* [Work item]
Continue the article on lead leaching from brass plumbing devices, starting after its last sentence.

Study shows brass devices in plumbing systems can create serious lead-in-water problems
A new research study co-spearheaded by Virginia Tech researchers highlights problems with some brass products in plumbing systems that can leach high levels of lead into drinking water, even in brand new buildings – and suggests that such problems may often go undetected.
Lead is heavy metal that can harm the nervous system and brain development, and is especially dangerous for pregnant women, infants and children.
The study, published in the November issue of the Journal of the American Water Works Association, is the result of collaborative research between the University of North Carolina at Chapel Hill and Virginia Tech.
The research was conducted by Carolyn Elfland, associate vice chancellor for campus services at Chapel Hill, along with Marc Edwards, the Charles Lunsford Professor of Civil Engineering, and Paolo Scardina, assistant professor of practice, both at the Virginia Tech Charles E. Via Department of Civil and Environmental Engineering.
The collaboration started in early 2007, when Chapel Hill discovered high lead in water in new buildings and asked Virginia Tech to assist in diagnosing and remedying the problem. The team developed a flushing protocol, which aims to ensure that before buildings are occupied, new faucets and water fountains met the Environmental Protection Agency’s Lead and Copper Rule of less than 15 micrograms of lead per liter of water, or 15 parts per billion.
The researchers also determined that switching to plumbing devices that meet specifications required under California law, which is stricter than federal regulations, would not solve the problem.
In mid-2008, an unusually severe problem arose with two drinking fountains in a large new laboratory building, one of which had lead levels exceeding 300 parts per billion. Repeated attempts to flush the lead over several months and to use conventional remedial measures were unsuccessful.
The problem eventually was traced to a source in the building’s piping system upstream of the water fountains. The cause was a particular type of ball valve and the problem disappeared when the valves were removed. The valves were later found to have as much as 18 percent lead by weight on the inner surfaces contacting the drinking water. Later testing proved the valves would leach lead at levels high above the EPA standard for months.
The valves were considered legal, because their average overall lead content was just under the 8 percent limit allowed by law, and were listed as having passed the lead leaching standards of National Sanitation Foundation (NSF) International, the plumbing device industry’s national standard-setting body. While there have been other verified cases of brass devices such as faucets and water fountains at the end of plumbing lines leaching high lead to water, this situation is the first time that a device upstream in a plumbing line has been proven to leach dangerous levels of lead to drinking water that reached the tap.

* [Data extracts]
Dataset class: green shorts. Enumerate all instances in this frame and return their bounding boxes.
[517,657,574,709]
--
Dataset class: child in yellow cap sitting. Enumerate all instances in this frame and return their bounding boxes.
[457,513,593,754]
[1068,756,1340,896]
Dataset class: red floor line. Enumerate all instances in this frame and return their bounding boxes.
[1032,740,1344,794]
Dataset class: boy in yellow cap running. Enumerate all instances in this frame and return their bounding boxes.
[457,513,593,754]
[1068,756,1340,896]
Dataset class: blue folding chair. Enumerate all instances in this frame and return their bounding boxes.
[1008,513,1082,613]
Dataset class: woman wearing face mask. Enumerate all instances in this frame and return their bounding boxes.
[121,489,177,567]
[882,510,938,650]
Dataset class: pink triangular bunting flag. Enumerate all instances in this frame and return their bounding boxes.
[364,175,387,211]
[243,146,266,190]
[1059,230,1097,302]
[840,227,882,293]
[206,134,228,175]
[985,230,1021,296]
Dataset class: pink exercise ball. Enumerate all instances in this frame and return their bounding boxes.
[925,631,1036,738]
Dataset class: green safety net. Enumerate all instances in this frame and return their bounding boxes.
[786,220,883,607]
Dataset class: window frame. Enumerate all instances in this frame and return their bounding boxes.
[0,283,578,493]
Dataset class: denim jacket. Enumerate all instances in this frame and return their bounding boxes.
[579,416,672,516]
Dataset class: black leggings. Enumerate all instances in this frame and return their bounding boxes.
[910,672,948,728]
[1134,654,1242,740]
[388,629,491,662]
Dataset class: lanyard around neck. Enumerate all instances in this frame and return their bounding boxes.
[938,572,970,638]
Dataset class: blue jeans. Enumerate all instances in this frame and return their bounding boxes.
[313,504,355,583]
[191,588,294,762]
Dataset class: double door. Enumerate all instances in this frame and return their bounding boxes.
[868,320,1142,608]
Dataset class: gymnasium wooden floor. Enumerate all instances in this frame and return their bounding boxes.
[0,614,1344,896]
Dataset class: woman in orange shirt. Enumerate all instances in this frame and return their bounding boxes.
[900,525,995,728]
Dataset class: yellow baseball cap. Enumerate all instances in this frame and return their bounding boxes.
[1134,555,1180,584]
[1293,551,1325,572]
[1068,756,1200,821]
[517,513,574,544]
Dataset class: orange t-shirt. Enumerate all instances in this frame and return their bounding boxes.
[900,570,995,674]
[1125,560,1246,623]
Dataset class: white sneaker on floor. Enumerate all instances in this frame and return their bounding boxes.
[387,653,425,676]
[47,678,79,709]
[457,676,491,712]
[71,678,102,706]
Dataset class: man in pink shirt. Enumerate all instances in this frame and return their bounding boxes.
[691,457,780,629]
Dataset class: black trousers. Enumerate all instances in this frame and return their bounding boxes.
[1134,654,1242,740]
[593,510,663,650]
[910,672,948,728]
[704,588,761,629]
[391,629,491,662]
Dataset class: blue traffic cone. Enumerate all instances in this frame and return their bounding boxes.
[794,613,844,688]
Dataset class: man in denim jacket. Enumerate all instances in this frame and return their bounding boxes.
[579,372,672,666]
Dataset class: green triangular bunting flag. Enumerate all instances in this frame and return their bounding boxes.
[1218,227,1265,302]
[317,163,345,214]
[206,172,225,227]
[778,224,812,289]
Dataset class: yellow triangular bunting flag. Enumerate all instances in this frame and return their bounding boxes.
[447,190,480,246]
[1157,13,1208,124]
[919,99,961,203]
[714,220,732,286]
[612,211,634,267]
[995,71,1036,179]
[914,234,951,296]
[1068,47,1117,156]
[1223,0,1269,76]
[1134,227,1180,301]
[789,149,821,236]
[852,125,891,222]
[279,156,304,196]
---
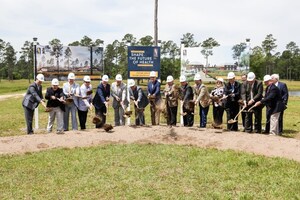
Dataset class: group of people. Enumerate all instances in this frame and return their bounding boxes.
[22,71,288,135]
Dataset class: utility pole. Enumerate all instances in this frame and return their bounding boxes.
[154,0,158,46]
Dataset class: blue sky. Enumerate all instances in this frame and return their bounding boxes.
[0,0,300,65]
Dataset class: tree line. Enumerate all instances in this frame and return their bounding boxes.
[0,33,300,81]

* [Reply]
It verified earlier research by Edwards, which expressed concern about relatively lax standards testing used to certify brass devices for use in plumbing systems as safe. In response to that work, NSF implemented more rigorous criteria which will come into effect in 2012. However, these tougher standards reflect the California standards, and the Chapel Hill-Virginia Tech research team’s experience indicates that they probably are still too lax, the authors said.
Edwards, named a MacArthur Fellow in 2007, said the case highlighted concerns about high lead content in certain brass plumbing devices, and the need for a method of preventing the installation of defective products in new construction.
“The levels of lead detected at UNC exceeded those known to cause elevated blood lead in children, as established by the Centers for Disease Control, and even levels causing acute lead toxicity established by the Consumer Product Safety Commission,” he said. “Thankfully, UNC’s procedures caught the problem before anyone could be exposed to the high lead in water, but in most other cases the issue would go undetected. The fact that some defective products, listed as safe, could be installed in schools and day care centers and harm children is very troubling”
Chapel Hill’s Elfland noted that high lead in water was first identified as a problem during the days of the Roman Empire, and that lead solder and lead pipes have been outlawed for decades.
“People have a right to expect that drinking water in brand new buildings will not be contaminated by lead, and building owners should not have to go the effort and expense UNC does to ensure that expectation is met,” she said “In my opinion, this is a major regulatory failure.”
The Chapel Hill-Virginia Tech team’s research demonstrated that the higher cost of devices that are truly “lead free” would end up saving money. Chapel Hill’s standard pre-occupancy flushing protocol adds $49 to $91, or between 24 percent to 45 percent, to the cost of every fixture, Elfland said. The total cost of finding and replacing the problematic valves in the plumbing system was $30,000, if the salaries of all the people who worked on the problem were included. The valves originally cost less than $20 each.
Earlier this fall, a U.S. Senate bill to lower the allowable amount of lead in brass plumbing devices from 8 percent to a weighted average of 0.25 percent was introduced by Sen. Barbara Boxer (D-Calif,), chairwoman of the Senate Environment and Public Works Committee. “The bottom line is that there is no safe level of lead – a toxic heavy metal – in our drinking water,” Boxer said in a news release at the bill’s introduction.